Start of SELECTED EXCERPT

The varying effects of digitization on economies

Dubai, April 30, 2013

While digitization provided a $193 billion boost to world economic output and created six million jobs globally in 2011, the effects of the growing technologies are uneven across countries and sectors, a report said.

“Access to these services is no longer the primary issue facing policymakers,” said Bahjat El-Darwiche, a partner with global management consulting firm Booz & Company, with reference to the study “The Varying Effects of Digitization on Economic Growth and Job Creation – A Global Perspective” released by the company.

“The critical question is how policymakers maximize their adoption, utilization, and impact. Policymakers need to actively build digital markets.”

Booz & Company’s analysis reveals that an increase of 10 percent in a country’s digitization score fuels a 0.75 percent growth in its GDP per capita.

In 2011, East Asia, Western Europe, and Latin America received the greatest total GDP per capita impact from digitization, surpassing North America. The impact of digitization improvements in East Asia and Latin America was higher than that in North America and Western Europe, even though these regions have lower GDP impact coefficients.

This is because the economies in East Asia and Latin America are still at the transitional stage and were able to achieve the biggest digitization leaps. Eastern Europe and Africa benefited the least from their digitization gains in terms of their impact on GDP.

End of SELECTED EXCERPT

- _TASK REQUIREMENTS_:
Decide whether each statement below agrees with the article on digitization. For each, answer yes or no and quote the words from the article that settle it.
(a) A 10 percent rise in a country's digitization score fuels 0.75 percent growth in its GDP per capita.
(b) In 2011, North America received a greater total GDP per capita impact from digitization than East Asia did.
(c) Eastern Europe and Africa benefited the most from their digitization gains in terms of GDP impact.

Start of MATERIAL SUPPLIED

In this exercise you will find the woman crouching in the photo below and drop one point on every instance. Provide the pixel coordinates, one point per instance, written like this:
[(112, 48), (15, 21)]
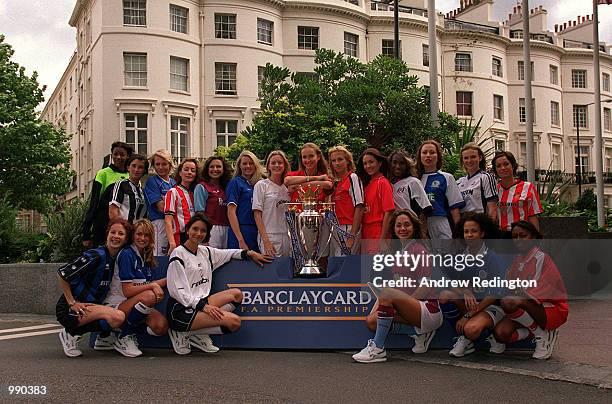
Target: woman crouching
[(193, 313)]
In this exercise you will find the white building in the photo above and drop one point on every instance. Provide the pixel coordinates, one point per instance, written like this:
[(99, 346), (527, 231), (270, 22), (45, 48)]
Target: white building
[(183, 74)]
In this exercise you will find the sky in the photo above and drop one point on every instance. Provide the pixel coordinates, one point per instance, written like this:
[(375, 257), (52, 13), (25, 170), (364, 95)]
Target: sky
[(43, 41)]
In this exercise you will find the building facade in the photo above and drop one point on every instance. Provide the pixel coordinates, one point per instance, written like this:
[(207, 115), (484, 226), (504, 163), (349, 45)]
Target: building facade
[(183, 74)]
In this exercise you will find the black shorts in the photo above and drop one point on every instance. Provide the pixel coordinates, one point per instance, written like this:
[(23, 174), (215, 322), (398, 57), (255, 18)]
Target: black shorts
[(70, 320), (179, 317)]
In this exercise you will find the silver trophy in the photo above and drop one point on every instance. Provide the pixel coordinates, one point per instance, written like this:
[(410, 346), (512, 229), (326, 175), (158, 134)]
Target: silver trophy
[(310, 235)]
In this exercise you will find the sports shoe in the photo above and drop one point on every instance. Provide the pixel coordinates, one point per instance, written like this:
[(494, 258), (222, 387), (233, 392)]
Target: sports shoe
[(203, 342), (371, 354), (70, 343), (422, 341), (105, 343), (545, 343), (496, 347), (127, 346), (462, 347), (180, 342)]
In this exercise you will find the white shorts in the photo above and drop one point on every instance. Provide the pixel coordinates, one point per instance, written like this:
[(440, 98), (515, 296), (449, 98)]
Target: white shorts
[(218, 236), (280, 241), (496, 313), (334, 246), (429, 321), (161, 238)]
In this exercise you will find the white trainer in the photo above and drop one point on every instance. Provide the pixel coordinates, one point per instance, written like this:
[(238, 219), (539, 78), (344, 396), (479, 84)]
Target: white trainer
[(70, 343), (180, 342), (127, 346), (371, 354), (545, 343), (203, 342), (495, 346), (422, 341), (462, 347), (105, 343)]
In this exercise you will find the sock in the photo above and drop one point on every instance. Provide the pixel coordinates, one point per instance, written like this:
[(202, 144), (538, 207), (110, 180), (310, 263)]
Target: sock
[(519, 334), (524, 319), (136, 317), (403, 329), (383, 324)]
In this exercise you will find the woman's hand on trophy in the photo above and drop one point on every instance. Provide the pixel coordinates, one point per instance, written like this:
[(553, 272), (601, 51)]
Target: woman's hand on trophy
[(269, 248), (258, 258), (214, 312)]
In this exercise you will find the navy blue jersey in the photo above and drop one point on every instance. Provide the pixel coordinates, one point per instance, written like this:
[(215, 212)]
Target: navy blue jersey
[(90, 275)]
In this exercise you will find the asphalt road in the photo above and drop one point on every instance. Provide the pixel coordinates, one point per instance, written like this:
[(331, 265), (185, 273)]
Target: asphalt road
[(255, 376)]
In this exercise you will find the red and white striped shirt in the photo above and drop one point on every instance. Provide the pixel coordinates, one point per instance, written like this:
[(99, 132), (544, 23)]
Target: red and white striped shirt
[(518, 202), (179, 204)]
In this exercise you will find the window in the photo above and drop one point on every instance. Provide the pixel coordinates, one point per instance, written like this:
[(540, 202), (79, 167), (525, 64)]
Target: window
[(260, 70), (500, 145), (463, 62), (179, 17), (135, 12), (179, 73), (225, 26), (555, 151), (496, 67), (136, 132), (578, 78), (225, 78), (581, 159), (554, 113), (554, 75), (523, 112), (308, 38), (464, 103), (580, 116), (498, 107), (388, 47), (521, 70), (179, 137), (265, 31), (351, 44), (135, 69), (227, 131)]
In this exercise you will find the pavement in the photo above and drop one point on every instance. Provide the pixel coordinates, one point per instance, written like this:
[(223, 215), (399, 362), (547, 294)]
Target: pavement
[(580, 370)]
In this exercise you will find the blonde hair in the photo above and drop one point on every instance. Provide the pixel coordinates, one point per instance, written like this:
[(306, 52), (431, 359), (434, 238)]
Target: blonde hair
[(285, 162), (164, 155), (259, 170), (147, 228), (347, 155)]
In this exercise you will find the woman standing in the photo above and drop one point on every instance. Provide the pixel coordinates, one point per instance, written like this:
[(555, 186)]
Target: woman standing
[(210, 198), (373, 169), (243, 229), (127, 199), (478, 188), (312, 173), (85, 283), (348, 199), (269, 198), (517, 199), (413, 310), (193, 313), (179, 203), (135, 293), (155, 192), (441, 189)]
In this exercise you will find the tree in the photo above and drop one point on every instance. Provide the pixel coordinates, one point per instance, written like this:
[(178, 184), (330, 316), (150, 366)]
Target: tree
[(345, 101), (34, 156)]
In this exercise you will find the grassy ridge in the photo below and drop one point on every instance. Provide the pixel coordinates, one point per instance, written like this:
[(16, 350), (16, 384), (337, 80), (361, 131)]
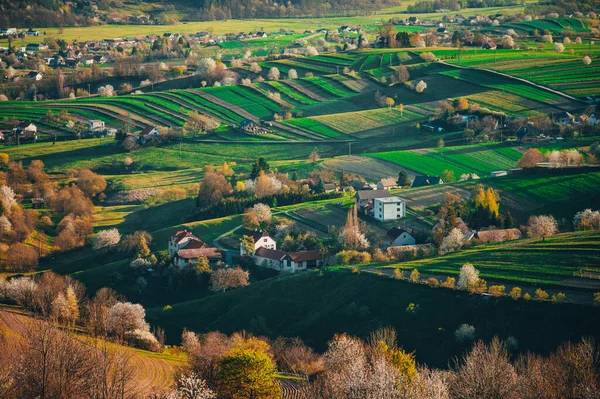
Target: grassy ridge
[(480, 159), (315, 306), (530, 261)]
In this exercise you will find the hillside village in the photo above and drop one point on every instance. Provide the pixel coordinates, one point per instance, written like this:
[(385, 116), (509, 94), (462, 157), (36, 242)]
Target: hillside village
[(300, 200)]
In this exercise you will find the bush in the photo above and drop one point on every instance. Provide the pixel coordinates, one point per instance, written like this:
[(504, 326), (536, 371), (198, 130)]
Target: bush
[(433, 282), (350, 257), (449, 283), (414, 276), (143, 340), (541, 295), (496, 290), (464, 333), (515, 293)]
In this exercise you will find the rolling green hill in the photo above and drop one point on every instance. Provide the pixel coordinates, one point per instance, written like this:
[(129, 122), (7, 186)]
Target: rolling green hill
[(317, 305)]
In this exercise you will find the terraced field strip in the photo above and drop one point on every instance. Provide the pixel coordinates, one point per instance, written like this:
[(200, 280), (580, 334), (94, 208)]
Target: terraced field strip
[(304, 90), (210, 107), (523, 261), (329, 86), (289, 92), (237, 96), (134, 106), (468, 159), (150, 371), (511, 86), (313, 127), (355, 122), (509, 103)]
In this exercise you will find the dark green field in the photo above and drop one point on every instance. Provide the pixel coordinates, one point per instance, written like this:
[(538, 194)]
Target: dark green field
[(316, 305)]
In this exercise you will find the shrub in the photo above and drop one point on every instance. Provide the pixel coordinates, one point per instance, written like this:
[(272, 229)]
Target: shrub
[(449, 283), (515, 293), (414, 276), (496, 290), (558, 298), (478, 287), (412, 308), (398, 275), (433, 282), (541, 295), (143, 339), (468, 275), (464, 333), (349, 257)]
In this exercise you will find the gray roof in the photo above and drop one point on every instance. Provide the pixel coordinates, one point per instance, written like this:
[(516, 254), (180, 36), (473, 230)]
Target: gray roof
[(372, 194)]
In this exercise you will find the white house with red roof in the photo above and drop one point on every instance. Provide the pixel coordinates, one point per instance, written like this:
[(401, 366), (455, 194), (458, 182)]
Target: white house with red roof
[(261, 240), (185, 247)]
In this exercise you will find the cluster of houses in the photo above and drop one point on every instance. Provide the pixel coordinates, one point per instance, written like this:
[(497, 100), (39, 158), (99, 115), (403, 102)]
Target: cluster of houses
[(25, 131), (186, 248), (264, 253), (252, 127)]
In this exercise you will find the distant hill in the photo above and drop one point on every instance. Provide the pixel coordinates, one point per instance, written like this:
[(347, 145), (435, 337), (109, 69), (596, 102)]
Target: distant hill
[(316, 305), (48, 13)]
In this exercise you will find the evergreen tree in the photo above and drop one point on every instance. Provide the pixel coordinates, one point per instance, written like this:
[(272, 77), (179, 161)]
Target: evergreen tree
[(403, 179), (320, 187)]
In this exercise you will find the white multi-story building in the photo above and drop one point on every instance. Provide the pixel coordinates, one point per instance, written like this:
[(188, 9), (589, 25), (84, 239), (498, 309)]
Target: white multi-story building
[(388, 208)]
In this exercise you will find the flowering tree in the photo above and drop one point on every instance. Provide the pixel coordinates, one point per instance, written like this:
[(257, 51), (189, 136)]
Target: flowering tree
[(205, 67), (273, 74), (107, 238), (223, 279), (542, 226), (587, 220), (420, 87), (126, 316), (453, 241), (350, 236), (468, 276)]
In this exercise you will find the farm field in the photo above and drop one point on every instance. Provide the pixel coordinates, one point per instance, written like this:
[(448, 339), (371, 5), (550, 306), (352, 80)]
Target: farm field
[(528, 262), (149, 371), (479, 159), (320, 304)]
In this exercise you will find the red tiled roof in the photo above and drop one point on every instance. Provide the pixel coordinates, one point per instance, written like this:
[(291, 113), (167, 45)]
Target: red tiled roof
[(270, 253), (303, 256), (209, 252), (194, 243), (257, 235), (181, 234)]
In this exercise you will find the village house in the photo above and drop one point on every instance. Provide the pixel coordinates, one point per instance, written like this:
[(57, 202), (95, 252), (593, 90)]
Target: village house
[(149, 134), (498, 235), (387, 183), (26, 130), (528, 134), (261, 240), (364, 198), (330, 187), (564, 118), (96, 126), (286, 262), (388, 208), (397, 236), (35, 75), (422, 181), (249, 126), (186, 248)]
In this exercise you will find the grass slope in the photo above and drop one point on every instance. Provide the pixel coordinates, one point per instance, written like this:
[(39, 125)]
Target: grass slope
[(317, 305)]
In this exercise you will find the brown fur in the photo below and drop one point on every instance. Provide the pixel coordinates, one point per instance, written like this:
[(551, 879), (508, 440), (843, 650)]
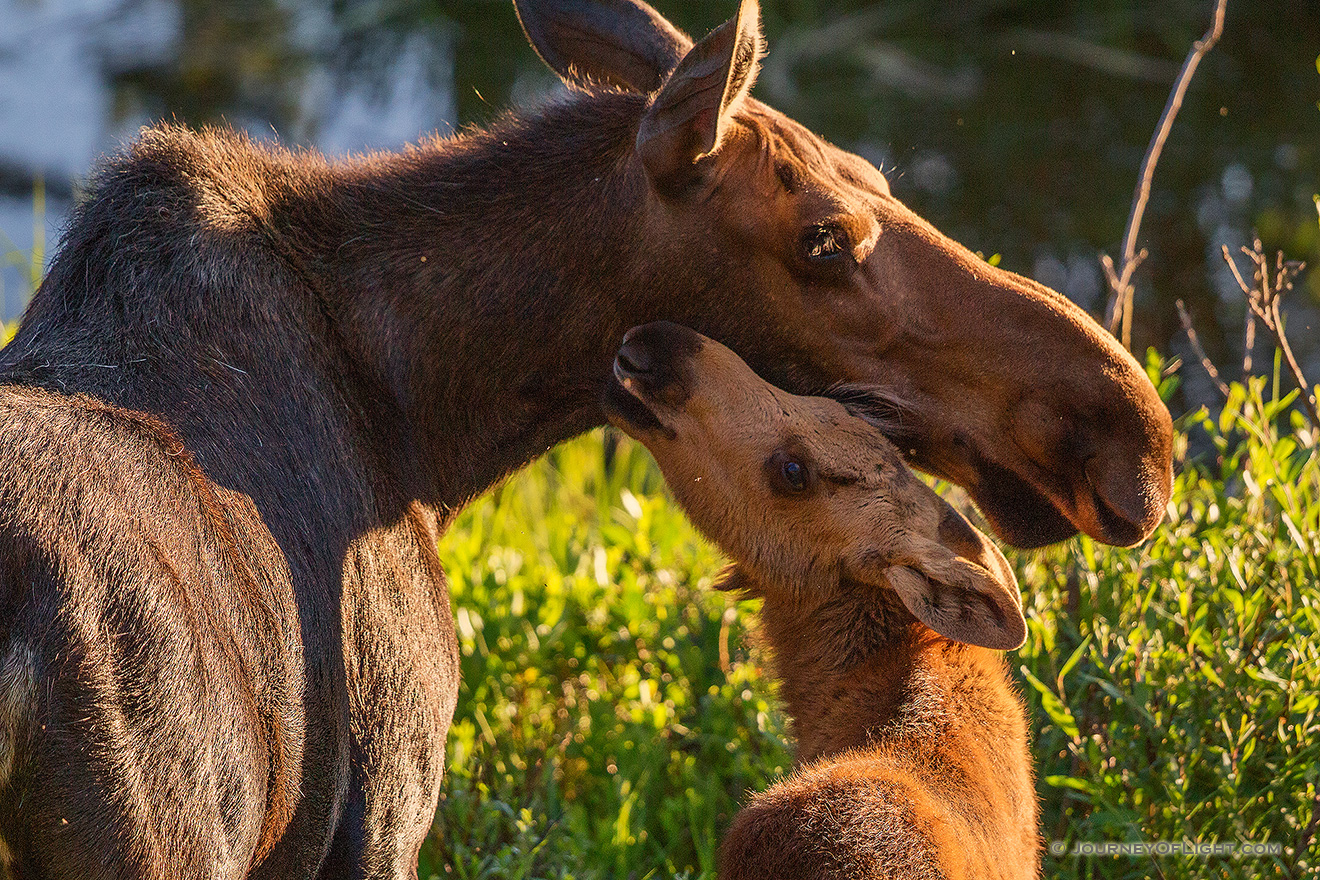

End of MATERIAL SUPPLIED

- _FULL RESPONSE_:
(a) Yes: "an increase of 10 percent in a country’s digitization score fuels a 0.75 percent growth in its GDP per capita."
(b) No: "East Asia, Western Europe, and Latin America received the greatest total GDP per capita impact from digitization, surpassing North America."
(c) No: "Eastern Europe and Africa benefited the least from their digitization gains in terms of their impact on GDP."